■ Objective ■
Look below for the line containing "Where can you see the sky", then write out that line and every line after it to the end, exactly, minus the pictures.

[Excerpts of pointing data]
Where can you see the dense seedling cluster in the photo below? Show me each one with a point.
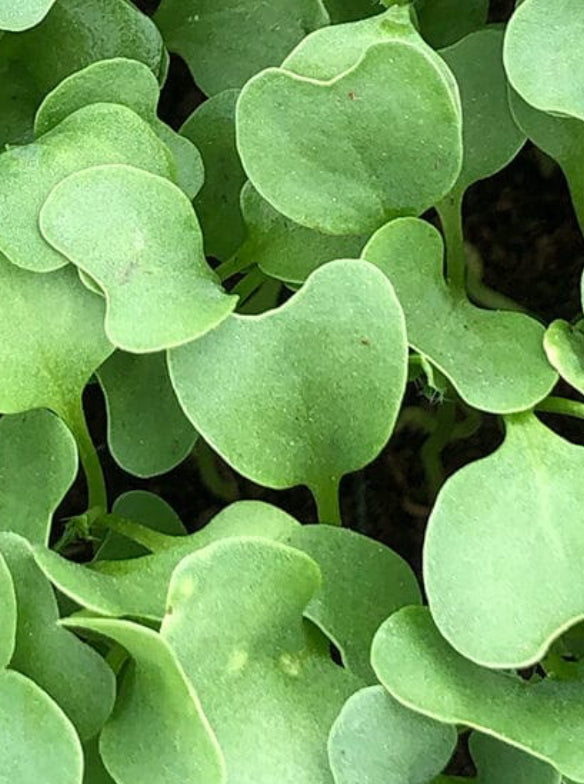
(266, 281)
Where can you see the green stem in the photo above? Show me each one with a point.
(559, 405)
(327, 503)
(74, 417)
(450, 212)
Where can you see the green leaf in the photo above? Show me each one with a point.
(512, 589)
(72, 673)
(491, 139)
(137, 236)
(283, 249)
(234, 619)
(132, 84)
(564, 346)
(443, 22)
(138, 587)
(418, 667)
(8, 618)
(23, 14)
(225, 42)
(320, 151)
(144, 508)
(537, 35)
(212, 128)
(38, 462)
(51, 339)
(148, 434)
(378, 741)
(562, 138)
(494, 359)
(96, 134)
(157, 732)
(309, 377)
(362, 583)
(38, 742)
(74, 34)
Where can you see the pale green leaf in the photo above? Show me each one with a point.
(270, 692)
(494, 359)
(138, 237)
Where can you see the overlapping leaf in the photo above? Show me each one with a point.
(303, 408)
(234, 619)
(95, 134)
(495, 360)
(137, 236)
(418, 667)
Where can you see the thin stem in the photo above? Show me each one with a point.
(74, 417)
(327, 502)
(450, 212)
(559, 405)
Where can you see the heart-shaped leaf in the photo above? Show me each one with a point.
(24, 14)
(32, 445)
(346, 155)
(148, 434)
(362, 583)
(38, 741)
(72, 673)
(137, 236)
(493, 602)
(8, 618)
(221, 42)
(536, 34)
(310, 375)
(95, 134)
(158, 732)
(378, 741)
(51, 340)
(283, 249)
(74, 34)
(495, 360)
(564, 346)
(234, 619)
(212, 128)
(418, 667)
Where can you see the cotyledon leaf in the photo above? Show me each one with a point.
(51, 340)
(539, 33)
(282, 248)
(37, 741)
(23, 14)
(8, 617)
(72, 673)
(219, 40)
(418, 667)
(303, 408)
(38, 461)
(137, 235)
(138, 586)
(146, 509)
(499, 763)
(378, 741)
(132, 84)
(323, 154)
(363, 582)
(148, 433)
(564, 346)
(494, 359)
(512, 589)
(74, 34)
(212, 128)
(95, 134)
(157, 732)
(234, 620)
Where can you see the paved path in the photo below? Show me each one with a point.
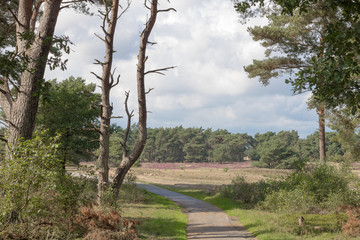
(205, 221)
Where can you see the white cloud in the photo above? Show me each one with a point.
(209, 87)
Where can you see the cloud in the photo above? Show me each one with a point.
(209, 87)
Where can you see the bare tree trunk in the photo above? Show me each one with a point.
(129, 159)
(21, 111)
(322, 144)
(106, 108)
(135, 153)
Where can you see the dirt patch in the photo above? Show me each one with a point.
(202, 174)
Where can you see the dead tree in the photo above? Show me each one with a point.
(110, 17)
(19, 95)
(129, 158)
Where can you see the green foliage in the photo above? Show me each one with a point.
(249, 193)
(35, 190)
(336, 62)
(347, 125)
(279, 150)
(70, 108)
(319, 187)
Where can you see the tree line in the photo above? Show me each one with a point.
(284, 149)
(71, 108)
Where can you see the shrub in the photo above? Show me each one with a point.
(38, 199)
(352, 226)
(318, 187)
(245, 192)
(99, 224)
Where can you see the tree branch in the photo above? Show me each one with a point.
(167, 10)
(129, 116)
(160, 70)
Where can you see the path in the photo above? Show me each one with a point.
(205, 221)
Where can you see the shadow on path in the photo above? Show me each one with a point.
(205, 221)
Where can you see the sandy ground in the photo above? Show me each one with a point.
(203, 176)
(205, 221)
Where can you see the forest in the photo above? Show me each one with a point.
(50, 126)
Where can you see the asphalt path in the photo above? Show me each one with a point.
(205, 221)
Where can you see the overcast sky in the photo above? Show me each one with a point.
(209, 88)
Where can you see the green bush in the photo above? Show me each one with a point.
(37, 197)
(245, 192)
(319, 187)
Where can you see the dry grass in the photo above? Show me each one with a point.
(203, 175)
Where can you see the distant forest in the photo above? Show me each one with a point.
(273, 150)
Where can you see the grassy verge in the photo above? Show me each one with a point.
(159, 217)
(274, 226)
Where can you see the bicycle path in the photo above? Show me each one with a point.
(205, 221)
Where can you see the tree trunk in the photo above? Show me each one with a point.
(106, 109)
(129, 160)
(322, 144)
(21, 111)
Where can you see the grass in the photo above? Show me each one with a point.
(159, 217)
(276, 226)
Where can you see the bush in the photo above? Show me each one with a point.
(99, 224)
(316, 188)
(245, 192)
(38, 199)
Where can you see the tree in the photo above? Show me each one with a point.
(280, 151)
(22, 79)
(71, 108)
(333, 77)
(110, 17)
(130, 157)
(298, 38)
(347, 126)
(196, 149)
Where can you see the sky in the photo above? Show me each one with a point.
(208, 88)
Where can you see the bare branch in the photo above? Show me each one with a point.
(129, 116)
(2, 138)
(15, 17)
(98, 62)
(97, 76)
(167, 10)
(128, 3)
(102, 39)
(160, 70)
(152, 43)
(150, 89)
(35, 14)
(112, 84)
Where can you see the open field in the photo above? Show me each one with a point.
(202, 174)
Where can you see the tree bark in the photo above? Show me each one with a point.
(106, 109)
(21, 111)
(129, 160)
(322, 143)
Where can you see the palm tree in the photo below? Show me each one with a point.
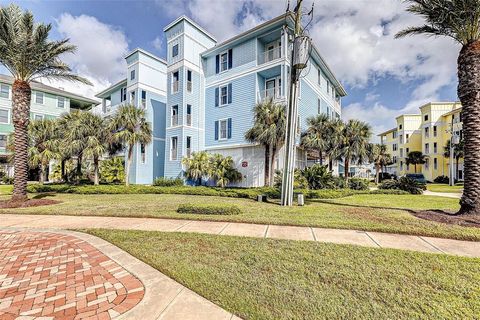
(459, 20)
(354, 143)
(458, 152)
(317, 137)
(97, 139)
(130, 128)
(27, 54)
(43, 145)
(73, 127)
(415, 157)
(268, 130)
(197, 166)
(380, 158)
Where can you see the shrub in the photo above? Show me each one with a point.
(167, 182)
(358, 184)
(441, 179)
(406, 184)
(112, 170)
(208, 209)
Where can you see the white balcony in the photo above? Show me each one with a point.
(270, 55)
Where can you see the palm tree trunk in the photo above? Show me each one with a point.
(41, 178)
(21, 95)
(96, 179)
(469, 94)
(272, 166)
(267, 165)
(346, 168)
(129, 163)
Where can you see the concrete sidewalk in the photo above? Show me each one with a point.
(362, 238)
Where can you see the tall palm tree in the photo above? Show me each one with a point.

■ Expected output ■
Where can you see the sky in the photo above? Show me each one with a point.
(208, 88)
Where can you see the bare branch in the photo above? Show me each one with a point.
(129, 116)
(2, 138)
(15, 17)
(98, 62)
(97, 76)
(167, 10)
(128, 3)
(102, 39)
(160, 70)
(152, 43)
(150, 89)
(35, 14)
(112, 84)
Where can you see the open field in the photo above? Show me each one with a point.
(202, 174)
Where can you see the tree bark in the photo above? Show me each one with a point.
(106, 109)
(21, 111)
(129, 160)
(322, 143)
Where can you see the palm tree in the photo below? Show me each one with a point.
(459, 20)
(354, 143)
(458, 152)
(317, 137)
(97, 139)
(130, 128)
(27, 54)
(43, 145)
(73, 127)
(415, 157)
(268, 130)
(197, 166)
(380, 158)
Where can you see the shrub in the photo above? Show me each one with a point.
(167, 182)
(358, 184)
(441, 179)
(406, 184)
(112, 170)
(208, 209)
Where can you see the white balcony in the photo above? Show me each one with a point.
(270, 55)
Where can you see the palm tree trunk in the photo above? Show me each one with a point.
(41, 178)
(21, 95)
(96, 179)
(469, 94)
(272, 166)
(267, 165)
(346, 168)
(129, 163)
Where can you see the concrete sidewalk in the photo above? Show me each one with a point.
(362, 238)
Where can you see the tall palm tree in the photo above? Show me each one with a point.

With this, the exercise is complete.